## Given task
Reproduce the stretch of the forum post about a troubled marriage from "now we moved" through "me for this.", word for word.

## Document segment
----
# husband cheat on me, insults me infront of kids and always rude.



## niya (Feb 14, 2014)

hi. 
i know this is really long but i dont have anywhere else to go to so i am just going to write it all out here.

my family background is originally indian. i grew up in india but of course learned english as well as a second language. at 22 i had an arranged marriage. it was not a forced marriage. my parents introduced me to my current husband and told me all about him and asked me if i was intersted. i was so i went ahead. we dated for some time like 4 months and then we were married in india. he is of indian origin too but born and raised in canada.


this was my first ever relationship and he also told me the same. then we lived in india for sometime and i was really happy. this was the best thing ever to happen to me. we had a daughter also in india. then he wanted to come back to canada so we all moved here. 

now we moved here and the problems began, i can speak and write and talk everything in english but my accent is not really good. it used to bother me a bit but my husband said it was fine. i was happy too here in canada. he was the one working and i was a stay at home mom to my daughter and homemaker. everything was good and then we had another daughter. after this it all went downhill.  he started to blame me for having another daughter ????? it was never in my control!! he began to yell at me and say he wanted a son  i would cry at him blaming me for this.
----
[Data drawn from a collection]
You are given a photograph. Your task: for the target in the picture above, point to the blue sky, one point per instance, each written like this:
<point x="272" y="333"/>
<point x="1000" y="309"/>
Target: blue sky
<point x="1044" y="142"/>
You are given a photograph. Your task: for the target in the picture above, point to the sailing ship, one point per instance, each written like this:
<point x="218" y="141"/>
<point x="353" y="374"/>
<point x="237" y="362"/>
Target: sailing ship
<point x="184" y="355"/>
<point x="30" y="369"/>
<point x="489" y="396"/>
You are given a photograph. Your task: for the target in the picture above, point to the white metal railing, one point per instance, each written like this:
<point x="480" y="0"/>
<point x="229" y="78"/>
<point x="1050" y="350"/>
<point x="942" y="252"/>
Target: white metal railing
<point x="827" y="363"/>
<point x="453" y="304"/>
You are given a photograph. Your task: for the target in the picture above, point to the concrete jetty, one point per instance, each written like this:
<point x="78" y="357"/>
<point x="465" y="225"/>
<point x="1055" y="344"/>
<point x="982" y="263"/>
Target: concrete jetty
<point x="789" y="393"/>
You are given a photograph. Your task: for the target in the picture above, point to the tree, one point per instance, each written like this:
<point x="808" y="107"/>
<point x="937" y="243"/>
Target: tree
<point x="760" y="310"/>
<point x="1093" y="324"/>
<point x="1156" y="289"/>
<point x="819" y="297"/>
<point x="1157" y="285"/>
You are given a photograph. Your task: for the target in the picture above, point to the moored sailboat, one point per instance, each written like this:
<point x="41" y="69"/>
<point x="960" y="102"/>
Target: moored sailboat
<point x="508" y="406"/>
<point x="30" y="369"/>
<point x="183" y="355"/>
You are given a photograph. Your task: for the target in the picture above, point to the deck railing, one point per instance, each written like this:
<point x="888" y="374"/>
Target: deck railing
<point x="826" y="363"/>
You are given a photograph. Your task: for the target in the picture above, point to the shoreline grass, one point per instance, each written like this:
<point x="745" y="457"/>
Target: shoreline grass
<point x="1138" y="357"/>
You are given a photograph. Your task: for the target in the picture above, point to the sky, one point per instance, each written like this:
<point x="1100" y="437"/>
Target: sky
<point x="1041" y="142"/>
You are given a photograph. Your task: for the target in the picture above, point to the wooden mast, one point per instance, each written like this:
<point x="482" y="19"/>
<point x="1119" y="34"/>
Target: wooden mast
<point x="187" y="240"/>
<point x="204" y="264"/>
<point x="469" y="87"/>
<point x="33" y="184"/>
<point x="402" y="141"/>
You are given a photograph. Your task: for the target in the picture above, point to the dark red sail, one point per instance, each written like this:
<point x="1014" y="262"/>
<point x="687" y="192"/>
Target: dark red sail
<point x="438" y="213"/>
----
## Response to this task
now we moved here and the problems began, i can speak and write and talk everything in english but my accent is not really good. it used to bother me a bit but my husband said it was fine. i was happy too here in canada. he was the one working and i was a stay at home mom to my daughter and homemaker. everything was good and then we had another daughter. after this it all went downhill.  he started to blame me for having another daughter ????? it was never in my control!! he began to yell at me and say he wanted a son  i would cry at him blaming me for this.